▶ **Passage**
>>>>

21:1046(122)NG - AFGE, Local 644 and DOL, Mine Safety and Health Administration -- 1986 FLRAdec NG



[ v21 p1046 ]
21:1046(122)NG
The decision of the Authority follows:


 21 FLRA No. 122
 
 AMERICAN FEDERATION OF GOVERNMENT 
 EMPLOYEES, LOCAL 644
 Union
 
 and
 
 U.S. DEPARTMENT OF LABOR 
 MINE SAFETY AND HEALTH ADMINISTRATION
 Agency
 
                                            Case No. 0-NG-977
 
                DECISION AND ORDER ON NEGOTIABILITY ISSUES
 
                         I.  Statement of the Case
 
    The petition for review in this case comes before the Federal Labor
 Relations Authority (the Authority) pursuant to section 7105(a)(2)(E) of
 the Federal Service Labor-Management Relations Statute (the Statute) and
 raises issues concerning the negotiability of three Union proposals made
 in connection with an office relocation.

<<<<

▶ **Material provided**
>>>>

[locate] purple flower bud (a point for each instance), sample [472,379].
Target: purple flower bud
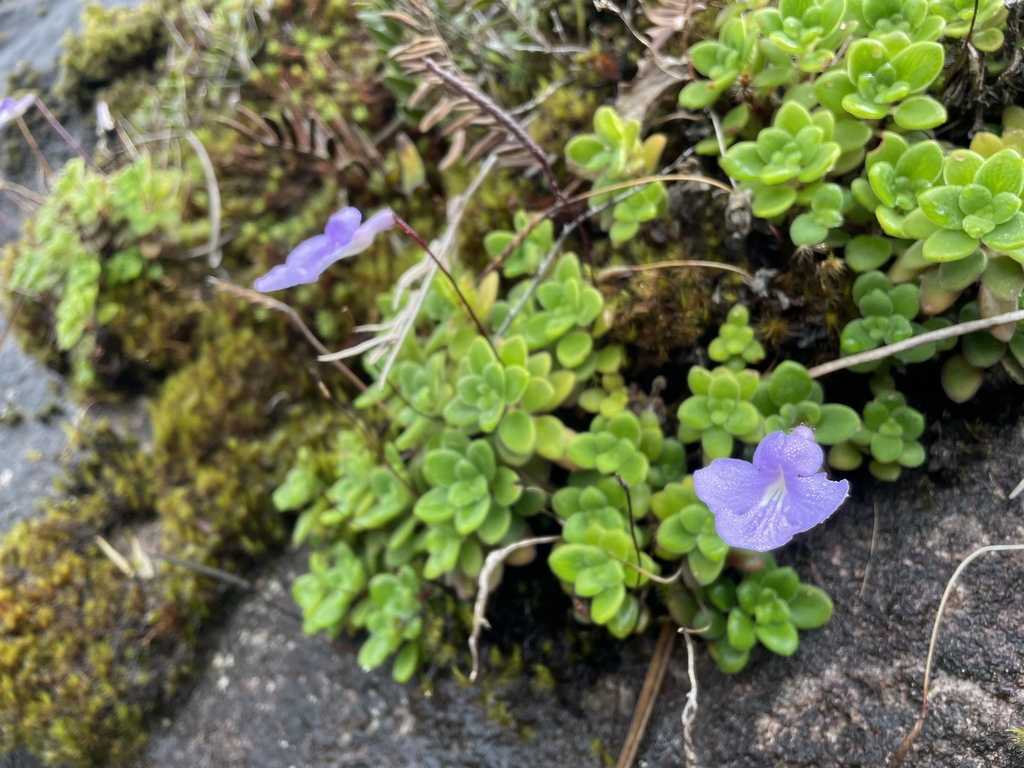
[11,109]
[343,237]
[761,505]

<<<<
>>>>

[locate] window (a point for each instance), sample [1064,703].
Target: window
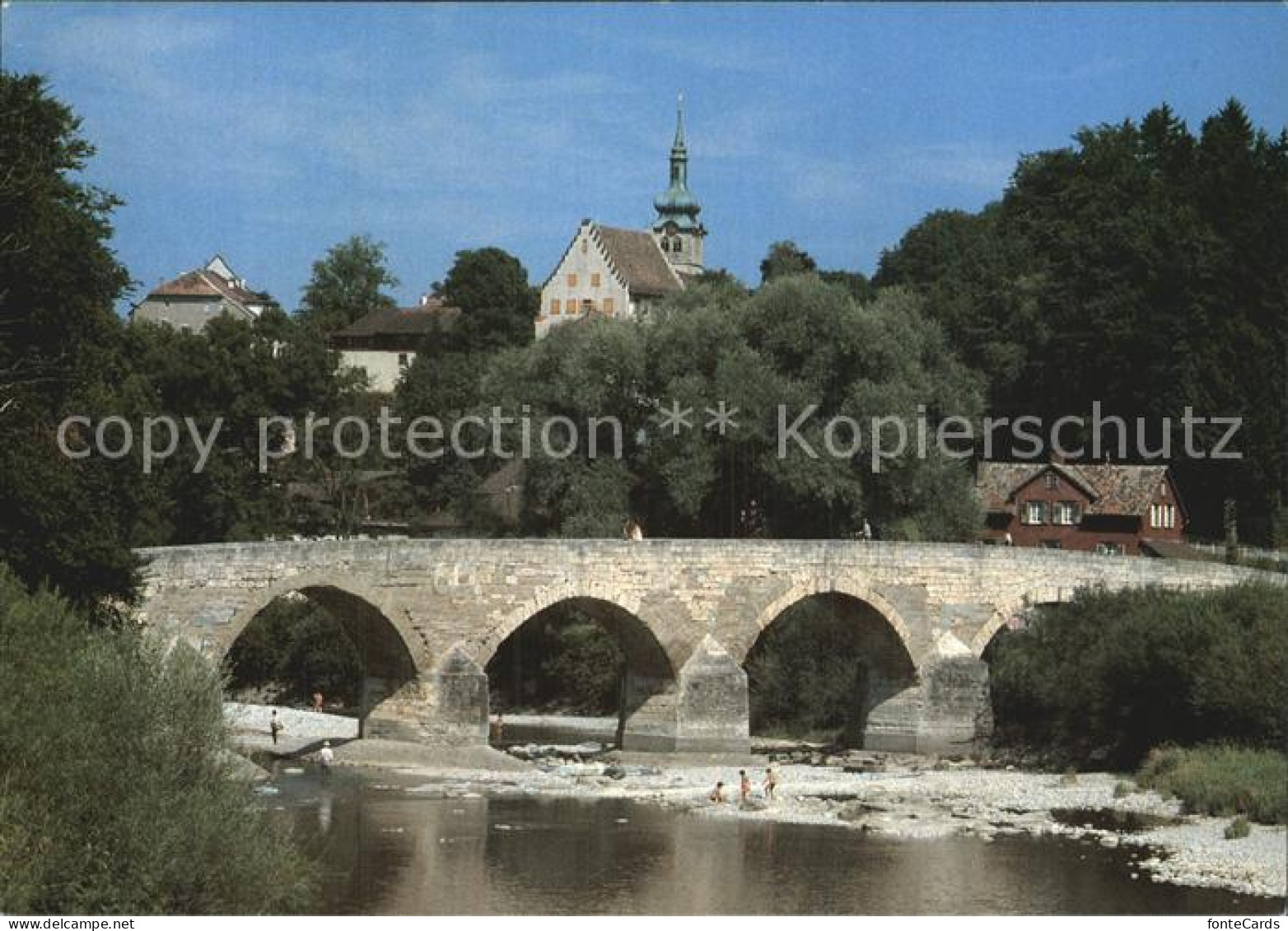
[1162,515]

<<<<

▶ **Exercise**
Reproduce everything in the decision from "The petition for" down to "an office relocation.", replacing "office relocation" with "office move".

▶ **Response**
The petition for review in this case comes before the Federal Labor
 Relations Authority (the Authority) pursuant to section 7105(a)(2)(E) of
 the Federal Service Labor-Management Relations Statute (the Statute) and
 raises issues concerning the negotiability of three Union proposals made
 in connection with an office move.